## WORK TO COMPLETE
Count how many lines in the records below contain the string "grass", treating uppercase and lowercase as different, and reply with the number alone.

Entries for labeling object positions
= = =

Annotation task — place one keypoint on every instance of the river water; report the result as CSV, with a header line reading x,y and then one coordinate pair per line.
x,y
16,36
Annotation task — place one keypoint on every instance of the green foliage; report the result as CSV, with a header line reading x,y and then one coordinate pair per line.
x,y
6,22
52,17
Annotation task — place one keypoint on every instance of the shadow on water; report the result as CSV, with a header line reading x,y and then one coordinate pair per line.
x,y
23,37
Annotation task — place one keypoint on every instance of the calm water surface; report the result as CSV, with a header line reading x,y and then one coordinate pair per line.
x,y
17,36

= = =

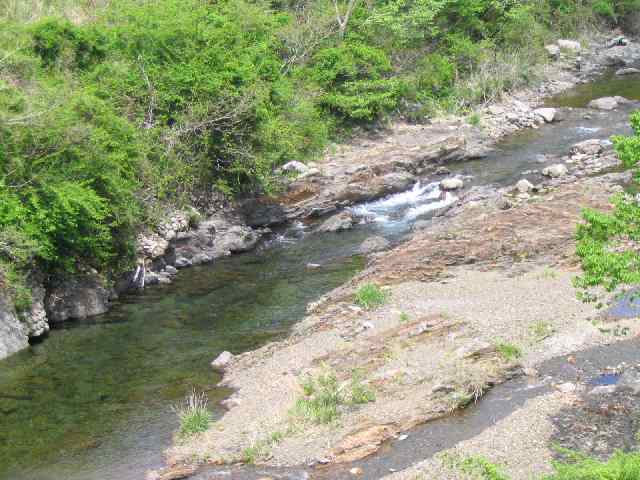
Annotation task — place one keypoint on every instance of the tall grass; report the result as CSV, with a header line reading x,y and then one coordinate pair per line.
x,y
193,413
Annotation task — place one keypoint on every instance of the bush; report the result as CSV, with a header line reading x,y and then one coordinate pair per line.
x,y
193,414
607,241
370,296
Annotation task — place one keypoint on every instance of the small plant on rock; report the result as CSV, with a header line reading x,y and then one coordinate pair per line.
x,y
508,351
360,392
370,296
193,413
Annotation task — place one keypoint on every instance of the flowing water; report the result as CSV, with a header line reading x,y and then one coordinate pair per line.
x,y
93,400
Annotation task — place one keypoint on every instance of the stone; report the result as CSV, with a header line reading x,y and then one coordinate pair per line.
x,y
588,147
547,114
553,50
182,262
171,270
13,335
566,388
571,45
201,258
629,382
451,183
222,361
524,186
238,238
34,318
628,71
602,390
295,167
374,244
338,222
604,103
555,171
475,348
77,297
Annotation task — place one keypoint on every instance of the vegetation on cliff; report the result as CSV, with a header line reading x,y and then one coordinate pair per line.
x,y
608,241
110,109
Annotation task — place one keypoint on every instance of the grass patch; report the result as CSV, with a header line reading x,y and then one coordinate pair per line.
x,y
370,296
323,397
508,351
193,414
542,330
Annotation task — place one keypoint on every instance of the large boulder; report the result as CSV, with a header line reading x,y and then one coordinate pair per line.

= = =

## RESULT
2